In the listing below, copy everything from the line containing "of the lingonberry" down to the line containing "pixel 140 35", and replace "instance" with "occurrence" wherever it appears while leaving all else unchanged.

--- START OF EXERCISE DATA ---

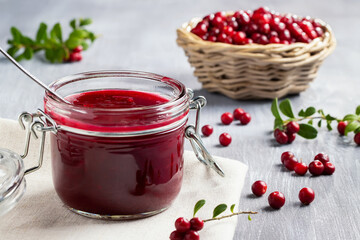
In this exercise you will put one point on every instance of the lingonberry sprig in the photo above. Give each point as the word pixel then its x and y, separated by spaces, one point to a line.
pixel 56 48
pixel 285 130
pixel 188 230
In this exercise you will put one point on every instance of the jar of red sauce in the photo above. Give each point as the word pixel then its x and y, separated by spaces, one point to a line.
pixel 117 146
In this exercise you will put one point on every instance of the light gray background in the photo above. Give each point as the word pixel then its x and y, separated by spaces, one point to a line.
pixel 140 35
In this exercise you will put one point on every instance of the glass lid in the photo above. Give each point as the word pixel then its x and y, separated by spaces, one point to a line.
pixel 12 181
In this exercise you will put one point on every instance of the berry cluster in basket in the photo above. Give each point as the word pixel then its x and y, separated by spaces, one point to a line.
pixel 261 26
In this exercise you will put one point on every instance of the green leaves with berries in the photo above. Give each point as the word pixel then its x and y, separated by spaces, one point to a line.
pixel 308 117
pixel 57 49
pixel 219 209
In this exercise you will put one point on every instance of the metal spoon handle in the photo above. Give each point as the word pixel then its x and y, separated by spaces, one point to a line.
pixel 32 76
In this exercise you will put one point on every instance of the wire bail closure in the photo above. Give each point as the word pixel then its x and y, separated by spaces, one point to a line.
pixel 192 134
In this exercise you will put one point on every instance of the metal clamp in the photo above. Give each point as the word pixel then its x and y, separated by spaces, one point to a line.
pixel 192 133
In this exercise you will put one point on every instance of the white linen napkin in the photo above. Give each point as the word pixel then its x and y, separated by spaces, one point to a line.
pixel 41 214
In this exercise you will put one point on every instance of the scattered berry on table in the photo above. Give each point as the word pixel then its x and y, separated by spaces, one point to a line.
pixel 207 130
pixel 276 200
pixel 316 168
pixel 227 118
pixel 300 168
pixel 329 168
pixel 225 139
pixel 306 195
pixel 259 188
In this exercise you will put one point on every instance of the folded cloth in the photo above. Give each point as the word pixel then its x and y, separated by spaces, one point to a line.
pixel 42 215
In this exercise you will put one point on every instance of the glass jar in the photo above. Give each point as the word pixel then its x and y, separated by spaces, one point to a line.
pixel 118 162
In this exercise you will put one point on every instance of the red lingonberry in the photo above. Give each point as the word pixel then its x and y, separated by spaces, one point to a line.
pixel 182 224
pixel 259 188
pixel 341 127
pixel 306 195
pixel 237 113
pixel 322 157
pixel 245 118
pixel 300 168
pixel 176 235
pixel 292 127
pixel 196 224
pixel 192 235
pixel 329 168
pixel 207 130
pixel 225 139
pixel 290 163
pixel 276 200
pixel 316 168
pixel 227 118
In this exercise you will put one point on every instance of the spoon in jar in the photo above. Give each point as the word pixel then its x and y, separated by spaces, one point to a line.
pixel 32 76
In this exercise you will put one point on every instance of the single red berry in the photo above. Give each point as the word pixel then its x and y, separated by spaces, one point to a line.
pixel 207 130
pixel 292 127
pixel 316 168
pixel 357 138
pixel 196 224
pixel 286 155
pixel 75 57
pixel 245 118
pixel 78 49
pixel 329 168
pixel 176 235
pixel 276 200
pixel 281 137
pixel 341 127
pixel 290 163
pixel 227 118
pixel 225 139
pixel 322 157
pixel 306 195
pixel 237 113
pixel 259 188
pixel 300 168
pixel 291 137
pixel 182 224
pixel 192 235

--- END OF EXERCISE DATA ---
--- START OF EXERCISE DATA ---

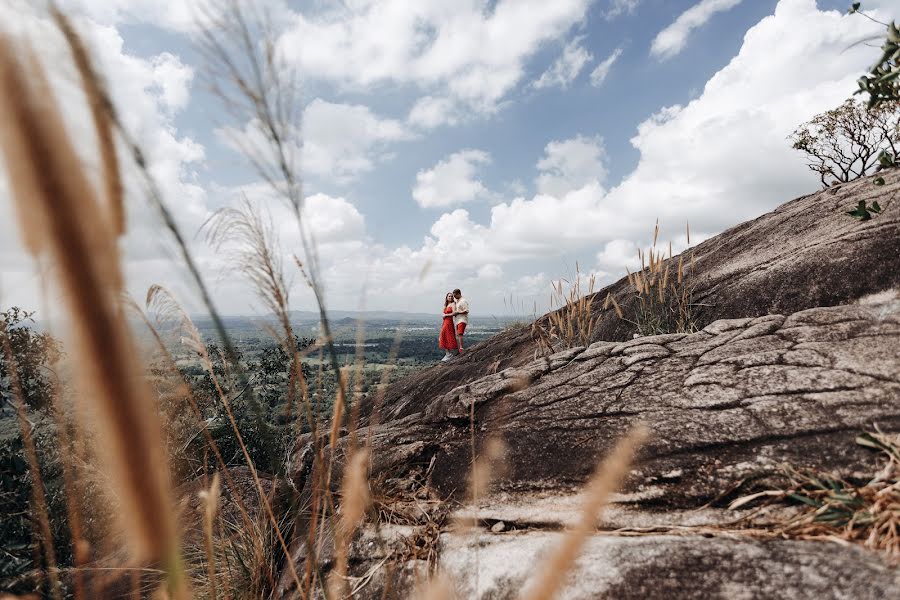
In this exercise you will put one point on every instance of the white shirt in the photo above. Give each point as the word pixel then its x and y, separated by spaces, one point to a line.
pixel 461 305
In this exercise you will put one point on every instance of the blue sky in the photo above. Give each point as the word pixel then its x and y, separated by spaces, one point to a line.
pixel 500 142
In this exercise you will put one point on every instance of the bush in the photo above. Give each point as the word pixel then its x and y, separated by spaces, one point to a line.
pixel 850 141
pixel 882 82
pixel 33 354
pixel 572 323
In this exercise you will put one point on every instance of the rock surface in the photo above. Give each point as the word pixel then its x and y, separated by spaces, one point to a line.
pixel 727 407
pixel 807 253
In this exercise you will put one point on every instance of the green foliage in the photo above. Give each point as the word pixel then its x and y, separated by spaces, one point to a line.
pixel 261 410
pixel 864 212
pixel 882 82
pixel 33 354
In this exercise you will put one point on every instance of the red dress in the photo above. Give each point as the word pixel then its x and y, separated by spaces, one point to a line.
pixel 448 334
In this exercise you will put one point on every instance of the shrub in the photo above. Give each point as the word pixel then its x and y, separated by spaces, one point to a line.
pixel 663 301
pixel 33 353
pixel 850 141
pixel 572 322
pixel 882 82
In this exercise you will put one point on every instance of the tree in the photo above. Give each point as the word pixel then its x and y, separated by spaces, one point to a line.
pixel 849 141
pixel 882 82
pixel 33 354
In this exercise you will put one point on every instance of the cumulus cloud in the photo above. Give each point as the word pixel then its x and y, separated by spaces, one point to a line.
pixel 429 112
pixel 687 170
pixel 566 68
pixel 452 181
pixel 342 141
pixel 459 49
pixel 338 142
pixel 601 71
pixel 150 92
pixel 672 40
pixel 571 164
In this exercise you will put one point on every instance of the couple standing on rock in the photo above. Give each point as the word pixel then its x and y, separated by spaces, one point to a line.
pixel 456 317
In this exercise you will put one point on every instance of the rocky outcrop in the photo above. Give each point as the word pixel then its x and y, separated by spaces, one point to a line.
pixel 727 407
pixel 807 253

--- END OF EXERCISE DATA ---

■ **COMPLETED EXERCISE**
In this exercise you will put one point on every occurrence of the lingonberry sprig in the photo above. Give each point as the word pixel then its x and y, separated by spaces, one point to a line.
pixel 56 48
pixel 285 130
pixel 188 230
In this exercise you will put one point on every occurrence of the jar of red sauce in the photo above. Give each point as the word pixel then its x and y, separated by spaces, one point to a line.
pixel 117 146
In this exercise you will put one point on every occurrence of the light gray background in the photo above. Give each point as the word pixel then its x and y, separated by spaces, one point to a line.
pixel 140 35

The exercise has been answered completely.